## Required task:
Answer these questions using the forum thread below.
1. How many replies does the thread show?
2. On what date was the opening post made?
3. According to the post, who is usually the financially stronger partner?

## Page excerpt:
Share your dilemmas and get honest opinions from other Mumsnetters.

To think we would alleviate a lot of misery and some poverty if we phased out marriage in favour of a straight financial contract without a monogamy requirement?

301 replies

thepeopleversuswork · 16/06/2020 16:22

So my view is that its unrealistic to expect people to be monogamous for life.

There will be a small number of people who genuinely remain happily monogamous for decades, yes, but for the overwhelming majority of people a scenario where your financial security is explicitly tied to your ability to remain monogamous is outdated, unrealistic and punitive.

It pushes people to remain with someone long after the relationship has passed its sell-by date and often leaves them trapped with someone they no longer love or even like very much because they don't want to upset the children or disentangle finances.

Could we reimagine a kind of financial contract that essentially requires the financially stronger partner (usually, though not always, the man) to guarantee a certain level of financial support to the weaker partner for the duration of the time the children are at home or potentially later potentially renegotiable in the event that financial capacity changes -- but without the absurd requirement for monogamy?

## Records:
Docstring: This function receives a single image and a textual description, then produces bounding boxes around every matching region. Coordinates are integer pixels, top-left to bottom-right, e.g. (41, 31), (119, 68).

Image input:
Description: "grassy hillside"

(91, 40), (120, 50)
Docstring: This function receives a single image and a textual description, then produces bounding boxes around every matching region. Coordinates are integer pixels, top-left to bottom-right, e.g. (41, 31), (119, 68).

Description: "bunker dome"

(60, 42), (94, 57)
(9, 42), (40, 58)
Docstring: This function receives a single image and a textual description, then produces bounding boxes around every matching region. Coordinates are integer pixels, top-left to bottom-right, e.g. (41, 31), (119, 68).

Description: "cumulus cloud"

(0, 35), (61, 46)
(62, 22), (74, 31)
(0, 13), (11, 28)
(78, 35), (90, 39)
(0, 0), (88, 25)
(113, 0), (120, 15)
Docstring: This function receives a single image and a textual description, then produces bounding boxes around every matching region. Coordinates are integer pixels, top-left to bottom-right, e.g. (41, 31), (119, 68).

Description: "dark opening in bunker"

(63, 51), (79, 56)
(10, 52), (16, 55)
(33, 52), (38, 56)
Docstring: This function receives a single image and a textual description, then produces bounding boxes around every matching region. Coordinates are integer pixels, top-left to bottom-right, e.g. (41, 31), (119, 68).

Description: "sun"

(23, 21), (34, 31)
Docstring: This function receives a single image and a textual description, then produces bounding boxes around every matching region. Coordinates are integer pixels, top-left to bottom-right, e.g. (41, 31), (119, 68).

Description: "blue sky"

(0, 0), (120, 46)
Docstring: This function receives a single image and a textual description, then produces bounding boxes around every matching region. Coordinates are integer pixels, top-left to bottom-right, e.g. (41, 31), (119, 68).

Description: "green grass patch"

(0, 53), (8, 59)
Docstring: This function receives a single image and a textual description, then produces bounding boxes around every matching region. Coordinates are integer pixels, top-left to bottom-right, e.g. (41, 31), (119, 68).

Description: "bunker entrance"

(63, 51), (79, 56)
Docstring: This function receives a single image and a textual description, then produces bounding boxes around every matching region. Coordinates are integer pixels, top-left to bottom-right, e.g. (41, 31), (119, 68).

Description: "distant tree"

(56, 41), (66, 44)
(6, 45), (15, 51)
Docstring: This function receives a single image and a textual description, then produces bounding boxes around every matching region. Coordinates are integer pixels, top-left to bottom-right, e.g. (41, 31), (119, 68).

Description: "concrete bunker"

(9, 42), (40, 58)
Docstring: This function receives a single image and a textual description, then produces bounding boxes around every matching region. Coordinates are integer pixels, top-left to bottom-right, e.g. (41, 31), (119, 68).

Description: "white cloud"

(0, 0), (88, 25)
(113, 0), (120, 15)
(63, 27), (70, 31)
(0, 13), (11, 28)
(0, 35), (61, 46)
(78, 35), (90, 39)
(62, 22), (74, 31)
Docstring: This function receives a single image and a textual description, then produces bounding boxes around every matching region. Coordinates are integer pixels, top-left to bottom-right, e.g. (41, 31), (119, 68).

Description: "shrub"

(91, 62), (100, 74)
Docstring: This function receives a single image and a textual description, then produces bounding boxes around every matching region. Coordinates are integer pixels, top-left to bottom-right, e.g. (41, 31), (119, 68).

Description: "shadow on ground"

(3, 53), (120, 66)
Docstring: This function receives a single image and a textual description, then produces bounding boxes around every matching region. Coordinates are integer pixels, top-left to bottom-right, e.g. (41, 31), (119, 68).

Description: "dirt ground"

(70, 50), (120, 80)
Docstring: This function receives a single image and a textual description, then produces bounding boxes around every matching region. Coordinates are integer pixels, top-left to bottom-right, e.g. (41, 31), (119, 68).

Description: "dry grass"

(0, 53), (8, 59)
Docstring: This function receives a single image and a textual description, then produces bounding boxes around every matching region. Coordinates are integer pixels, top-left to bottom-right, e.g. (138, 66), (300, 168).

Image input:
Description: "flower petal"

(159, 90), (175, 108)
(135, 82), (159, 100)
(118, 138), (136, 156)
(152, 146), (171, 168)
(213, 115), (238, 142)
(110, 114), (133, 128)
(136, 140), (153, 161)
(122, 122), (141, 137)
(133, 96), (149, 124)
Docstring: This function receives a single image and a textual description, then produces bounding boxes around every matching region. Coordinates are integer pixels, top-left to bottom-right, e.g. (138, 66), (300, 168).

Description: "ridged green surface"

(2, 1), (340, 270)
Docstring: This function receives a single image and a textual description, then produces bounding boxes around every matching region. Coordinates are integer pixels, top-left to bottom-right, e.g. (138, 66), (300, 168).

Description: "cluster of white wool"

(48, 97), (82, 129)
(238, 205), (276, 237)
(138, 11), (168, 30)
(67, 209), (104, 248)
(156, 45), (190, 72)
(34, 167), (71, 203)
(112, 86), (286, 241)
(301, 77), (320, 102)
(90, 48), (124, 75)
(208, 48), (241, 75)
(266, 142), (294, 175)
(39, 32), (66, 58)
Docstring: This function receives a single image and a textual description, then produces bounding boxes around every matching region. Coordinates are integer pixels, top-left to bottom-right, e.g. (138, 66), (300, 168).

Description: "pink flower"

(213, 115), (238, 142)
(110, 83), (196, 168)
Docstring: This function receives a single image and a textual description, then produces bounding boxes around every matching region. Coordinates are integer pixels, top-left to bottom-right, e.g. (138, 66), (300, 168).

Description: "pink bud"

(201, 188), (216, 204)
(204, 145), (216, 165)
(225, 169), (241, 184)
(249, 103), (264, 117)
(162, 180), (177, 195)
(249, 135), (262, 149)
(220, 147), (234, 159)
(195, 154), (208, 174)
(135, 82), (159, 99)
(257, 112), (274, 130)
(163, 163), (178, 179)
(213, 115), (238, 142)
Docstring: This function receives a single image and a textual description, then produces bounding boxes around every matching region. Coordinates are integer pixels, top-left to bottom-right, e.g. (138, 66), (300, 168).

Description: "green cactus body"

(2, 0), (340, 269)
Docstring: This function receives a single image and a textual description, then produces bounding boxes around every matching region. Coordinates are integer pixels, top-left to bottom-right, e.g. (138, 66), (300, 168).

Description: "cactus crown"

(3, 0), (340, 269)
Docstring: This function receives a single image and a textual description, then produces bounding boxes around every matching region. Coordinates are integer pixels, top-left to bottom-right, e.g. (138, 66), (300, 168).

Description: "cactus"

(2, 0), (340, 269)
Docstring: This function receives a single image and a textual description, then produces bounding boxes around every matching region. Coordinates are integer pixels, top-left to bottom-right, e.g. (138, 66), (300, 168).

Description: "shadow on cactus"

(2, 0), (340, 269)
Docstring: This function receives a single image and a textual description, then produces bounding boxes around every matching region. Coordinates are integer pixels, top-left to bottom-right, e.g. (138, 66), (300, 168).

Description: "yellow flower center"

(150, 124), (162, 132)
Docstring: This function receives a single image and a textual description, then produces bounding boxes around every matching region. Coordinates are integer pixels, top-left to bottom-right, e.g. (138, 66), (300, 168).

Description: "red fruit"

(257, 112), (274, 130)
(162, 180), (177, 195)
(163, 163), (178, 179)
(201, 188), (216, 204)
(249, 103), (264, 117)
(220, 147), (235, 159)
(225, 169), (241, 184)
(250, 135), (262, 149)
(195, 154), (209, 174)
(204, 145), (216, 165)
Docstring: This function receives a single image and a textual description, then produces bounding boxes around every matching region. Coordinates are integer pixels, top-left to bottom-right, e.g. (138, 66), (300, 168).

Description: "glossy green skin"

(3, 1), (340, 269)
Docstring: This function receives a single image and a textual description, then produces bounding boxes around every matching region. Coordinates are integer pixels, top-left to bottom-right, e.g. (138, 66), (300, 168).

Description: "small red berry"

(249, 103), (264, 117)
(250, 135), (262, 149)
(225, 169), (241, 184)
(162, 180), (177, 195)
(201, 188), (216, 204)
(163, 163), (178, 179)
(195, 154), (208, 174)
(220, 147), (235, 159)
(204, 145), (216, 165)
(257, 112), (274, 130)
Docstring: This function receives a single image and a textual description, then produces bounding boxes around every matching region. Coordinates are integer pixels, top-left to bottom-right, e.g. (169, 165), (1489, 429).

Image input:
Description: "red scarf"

## Solution for this problem:
1. 301
2. 16/06/2020
3. The man, though not always